- **演習の課題**
1 - テラヘルツ波による乳癌イメージングの文章をもとに、次の問いに答えてください。
(a) 研究チームが染色なしでイメージングに成功した早期乳癌の大きさはどれほどか。
(b) テラヘルツ波の波長は、光と比べてどの程度長いとされているか。
(c) DCISが染色による病理診断でも識別が難しいとされるのはなぜか。
2 - テラヘルツ波による乳癌イメージングの文章を、最後の文の後から引き継いで書き進めてください。

October, 28, 2020, 大阪--大阪大学レーザー科学研究所の芹田和則特任助教をリーダーとして、同研究所斗内政吉教授、大阪大学大学院工学研究科の大学院生岡田航介さん(博士後期課程)およびフランス・ボルドー大学、ベルゴニエ研究所の国際共同研究チームは、レーザ光を非線形光学結晶に照射した際に局所的に発生するテラヘルツ波を利用して、病理診断でも識別が難しいとされる、わずか0.5ミリ未満の早期乳癌を、染色を行わずに高い精度でテラヘルツイメージングすることに初めて成功した。
テラヘルツ波を利用した乳癌組織のイメージングは、癌組織と正常組織を、染色を行わずに識別できることから、次世代のオンサイト診断技術としての応用が期待されている。しかし、テラヘルツ波の波長が光に比べて数百倍長いため、その回折限界の影響から、比較的小さな早期の乳癌である非浸潤性乳管癌(=DCIS)を識別することが困難だった。また、DCISは、染色による病理診断でも、病巣そのものの見た目が進行した癌(=浸潤性乳管癌(IDC))と似ていることから識別が難しいとされている。

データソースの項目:
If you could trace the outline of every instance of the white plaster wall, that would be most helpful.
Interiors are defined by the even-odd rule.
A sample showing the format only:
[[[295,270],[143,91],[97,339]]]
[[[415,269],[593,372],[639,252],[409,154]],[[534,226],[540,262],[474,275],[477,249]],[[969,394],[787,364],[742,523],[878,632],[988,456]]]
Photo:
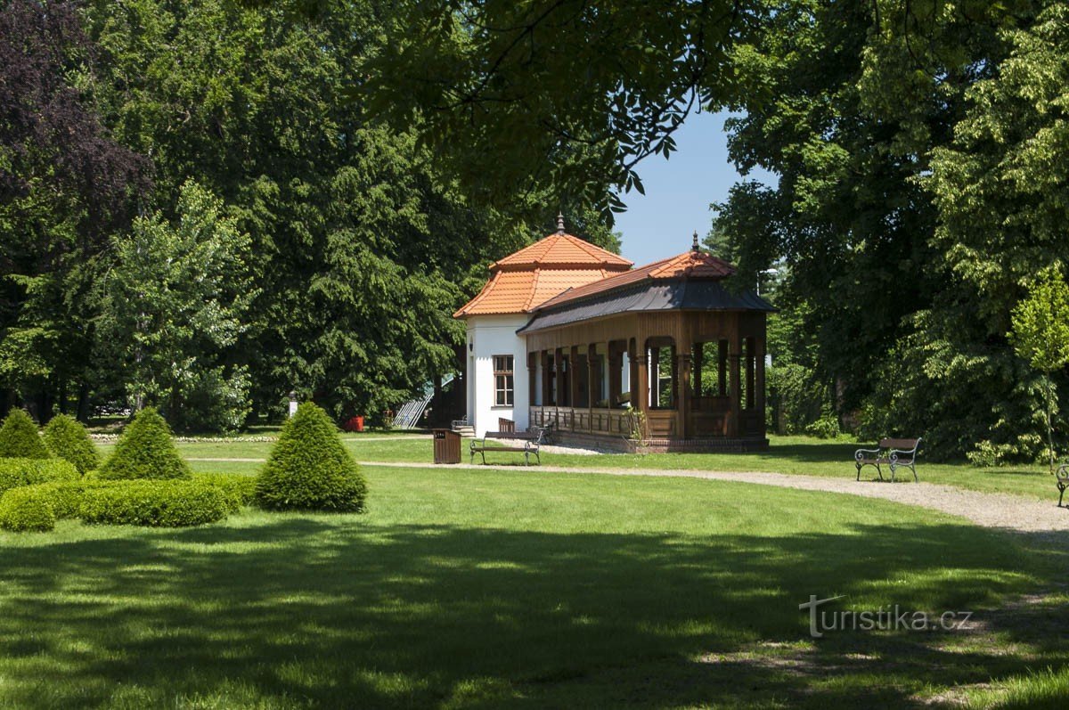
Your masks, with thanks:
[[[497,419],[516,422],[516,429],[528,426],[527,342],[516,330],[527,315],[469,315],[468,343],[468,422],[476,436],[497,431]],[[494,405],[494,355],[512,355],[512,406]]]

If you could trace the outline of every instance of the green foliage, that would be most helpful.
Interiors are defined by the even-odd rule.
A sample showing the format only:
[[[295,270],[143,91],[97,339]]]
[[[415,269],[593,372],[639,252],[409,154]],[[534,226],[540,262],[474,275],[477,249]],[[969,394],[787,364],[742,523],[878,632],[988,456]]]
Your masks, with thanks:
[[[257,479],[257,503],[269,510],[360,512],[368,487],[326,413],[297,407]]]
[[[0,426],[0,458],[48,459],[37,426],[25,410],[13,408]]]
[[[173,407],[157,401],[176,429],[229,428],[242,418],[235,403],[249,399],[259,412],[281,412],[292,389],[321,392],[336,419],[397,408],[431,375],[456,370],[464,328],[450,314],[482,285],[486,264],[529,234],[526,225],[474,209],[439,156],[417,142],[416,121],[390,130],[352,101],[347,87],[366,76],[392,11],[325,3],[322,14],[294,21],[292,10],[130,0],[84,11],[106,58],[102,112],[117,138],[156,164],[160,214],[140,222],[137,238],[185,229],[175,197],[192,176],[222,201],[220,220],[232,218],[250,240],[242,274],[257,293],[229,334],[236,343],[205,344],[216,334],[199,331],[177,346],[174,362],[188,381],[169,373],[162,353],[142,348],[151,371],[135,369],[136,380],[146,396],[181,392]],[[545,217],[558,200],[559,192],[552,202],[536,195],[531,203]],[[136,281],[164,269],[145,264]],[[177,282],[183,294],[193,289],[185,276]],[[170,297],[146,288],[158,313]],[[228,298],[219,299],[223,309]],[[138,327],[135,310],[117,328],[124,362],[135,333],[167,348],[186,340]],[[173,320],[181,326],[188,314]],[[126,371],[110,365],[102,360],[102,388],[136,393]],[[246,379],[235,376],[242,368]]]
[[[79,474],[87,474],[100,465],[100,454],[89,432],[80,421],[65,414],[58,414],[45,427],[45,444],[60,459],[69,461]]]
[[[0,459],[0,493],[21,485],[78,478],[74,464],[62,459]]]
[[[189,465],[171,439],[171,429],[153,407],[138,412],[97,473],[102,479],[189,478]]]
[[[37,487],[12,489],[0,496],[0,527],[14,532],[47,532],[56,527],[56,512]]]
[[[734,89],[737,12],[728,0],[399,2],[360,99],[399,129],[422,117],[421,138],[481,200],[522,209],[552,186],[618,211],[616,191],[645,192],[635,165],[669,156],[691,109]]]
[[[220,521],[229,510],[228,497],[217,485],[135,480],[84,489],[78,516],[105,525],[188,527]]]
[[[1057,413],[1057,391],[1051,374],[1069,365],[1069,284],[1056,267],[1045,269],[1028,289],[1011,313],[1013,351],[1043,373],[1048,463],[1054,473],[1053,419]]]
[[[769,415],[779,434],[801,434],[821,418],[831,398],[809,368],[773,360],[768,372]]]
[[[823,414],[805,428],[805,433],[817,438],[835,438],[839,435],[839,418],[834,414]]]
[[[113,484],[110,481],[62,480],[49,483],[35,483],[21,490],[34,491],[35,495],[47,500],[52,507],[52,512],[56,513],[57,520],[67,520],[78,516],[81,498],[87,490]]]
[[[1006,333],[1022,285],[1069,248],[1064,3],[756,13],[732,49],[729,151],[777,181],[735,186],[714,231],[744,275],[787,266],[777,305],[803,309],[814,345],[797,361],[865,437],[1032,460],[1043,390]]]
[[[129,401],[164,407],[183,429],[238,428],[249,411],[248,377],[220,359],[248,328],[257,294],[248,235],[219,199],[187,181],[174,222],[159,212],[139,217],[112,247],[118,263],[105,287],[100,334]]]
[[[227,500],[227,508],[230,512],[237,512],[255,501],[257,479],[254,476],[193,474],[193,480],[219,489]]]

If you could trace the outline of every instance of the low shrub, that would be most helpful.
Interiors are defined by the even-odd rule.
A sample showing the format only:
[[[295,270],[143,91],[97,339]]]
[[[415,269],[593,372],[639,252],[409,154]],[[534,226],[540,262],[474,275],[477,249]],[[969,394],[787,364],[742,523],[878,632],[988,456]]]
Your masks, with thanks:
[[[0,493],[48,481],[78,480],[78,469],[63,459],[0,459]]]
[[[56,528],[56,511],[38,487],[11,489],[0,496],[0,527],[14,532]]]
[[[50,459],[51,456],[30,415],[25,410],[12,410],[0,425],[0,458]]]
[[[79,474],[87,474],[100,465],[93,439],[80,421],[65,414],[52,417],[45,427],[45,444],[60,459],[69,461]]]
[[[839,435],[839,420],[834,414],[824,414],[807,426],[805,433],[817,438],[835,438]]]
[[[170,427],[152,407],[138,412],[97,475],[109,480],[190,477],[189,465],[171,441]]]
[[[193,480],[205,485],[214,485],[227,498],[227,508],[236,513],[245,506],[251,506],[257,497],[255,476],[237,474],[193,474]]]
[[[137,480],[86,488],[78,518],[105,525],[188,527],[220,521],[229,509],[229,499],[217,485]]]
[[[368,485],[326,412],[311,402],[282,427],[257,477],[257,504],[268,510],[360,512]]]

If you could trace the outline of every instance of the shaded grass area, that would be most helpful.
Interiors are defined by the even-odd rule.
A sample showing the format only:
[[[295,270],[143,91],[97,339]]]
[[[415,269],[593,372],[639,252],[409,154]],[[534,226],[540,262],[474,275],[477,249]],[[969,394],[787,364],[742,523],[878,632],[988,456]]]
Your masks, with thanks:
[[[367,474],[366,515],[0,535],[0,705],[895,707],[1069,661],[1066,554],[1029,537],[741,483]],[[815,642],[812,593],[981,629]]]
[[[853,479],[856,469],[853,453],[859,446],[868,444],[827,442],[807,436],[770,436],[768,451],[756,453],[651,453],[579,456],[570,453],[543,453],[542,463],[554,466],[601,467],[601,468],[666,468],[686,470],[738,470],[772,472],[780,474],[802,474],[828,478]],[[383,441],[360,435],[344,437],[345,446],[358,461],[386,462],[432,462],[433,443],[430,437],[400,437]],[[105,451],[109,447],[102,447]],[[249,458],[265,459],[270,451],[269,443],[232,442],[222,444],[180,444],[180,450],[187,458]],[[462,447],[462,459],[468,462],[467,441]],[[489,454],[487,461],[500,464],[522,464],[522,453]],[[983,493],[1009,493],[1033,500],[1055,504],[1057,490],[1054,477],[1040,466],[1006,466],[978,468],[969,464],[934,464],[924,458],[924,448],[918,459],[917,473],[921,481],[954,485]],[[206,469],[216,469],[219,464],[210,464]],[[885,477],[889,477],[885,470]],[[871,467],[865,468],[864,478],[874,478]],[[900,474],[900,480],[912,481],[909,470]]]

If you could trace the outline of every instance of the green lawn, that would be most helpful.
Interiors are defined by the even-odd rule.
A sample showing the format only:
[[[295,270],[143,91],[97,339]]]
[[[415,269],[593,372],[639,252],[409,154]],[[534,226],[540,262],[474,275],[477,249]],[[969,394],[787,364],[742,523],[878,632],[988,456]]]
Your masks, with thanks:
[[[652,453],[646,456],[545,453],[542,456],[542,463],[556,466],[623,469],[761,470],[847,479],[856,475],[853,453],[858,446],[862,446],[859,444],[827,442],[808,436],[771,436],[770,441],[771,448],[761,453]],[[433,443],[430,437],[413,438],[408,436],[383,441],[377,434],[346,435],[344,442],[359,461],[430,462],[434,460]],[[221,444],[185,443],[179,446],[182,452],[190,458],[265,459],[272,445],[255,442],[231,442]],[[465,452],[466,446],[467,442],[464,443]],[[871,444],[864,446],[871,446]],[[104,446],[102,448],[107,450],[110,447]],[[463,459],[467,462],[466,453]],[[522,464],[523,454],[495,454],[492,461]],[[195,464],[200,470],[217,469],[219,465],[217,463]],[[230,464],[227,467],[238,468]],[[1010,493],[1044,503],[1057,500],[1054,479],[1041,466],[977,468],[964,463],[933,464],[925,461],[921,448],[917,472],[920,480],[931,483],[944,483],[986,493]],[[871,477],[872,469],[866,468],[866,474]],[[912,480],[909,470],[904,472],[902,476],[905,480]]]
[[[1032,537],[742,483],[367,474],[366,515],[0,534],[0,707],[994,706],[1066,686],[1043,669],[1069,662],[1069,562]],[[815,642],[809,595],[980,628]]]

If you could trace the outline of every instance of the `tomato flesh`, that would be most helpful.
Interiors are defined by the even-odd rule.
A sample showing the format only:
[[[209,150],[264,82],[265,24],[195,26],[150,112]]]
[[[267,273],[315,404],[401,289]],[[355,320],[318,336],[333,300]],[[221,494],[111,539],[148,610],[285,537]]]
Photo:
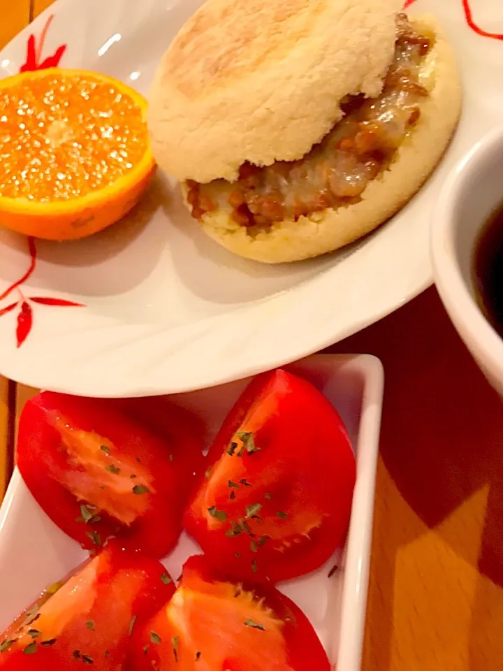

- **演習の解答**
1 -
(a) わずか0.5ミリ未満です。
(b) 数百倍長いとされています。
(c) 病巣そのものの見た目が、進行した癌である浸潤性乳管癌(IDC)と似ているためです。

2 -
研究グループは、レーザを非線形光学結晶に照射した際に局所的に発生するテラヘルツ波光源と癌組織を直接相互作用させてイメージングを行う独自のイメージング技術を開発し、0.5ミリ未満のDCISの鮮明なテラヘルツイメージングに初めて成功した。このDCISとその周辺にあるIDCでは、テラヘルツ波の強度が異なっていることを観測し、それらを定量的に識別できる可能性を示唆した。これらの成果は、これまでのテラヘルツ波を使った癌計測と比較して1,000倍近く高い精度で評価できていることを示しており、この手法によってのみ明らかになった知見である。
今回の成果は、染色せずに迅速かつ高精度な癌の病理診断を提供するオンサイト診断実現に向けた大きな1歩であると言える。また、乳癌のみならず様々な種類の癌の早期発見や癌のグレードの判定など機械学習と組み合わせることで、病理診断を強力にサポートできることが期待される。さらにこの技術を応用した新しいテラヘルツ診断デバイスの開発にも期待でき、バイオ・医療分野を中心に幅広い波及効果が見込まれる。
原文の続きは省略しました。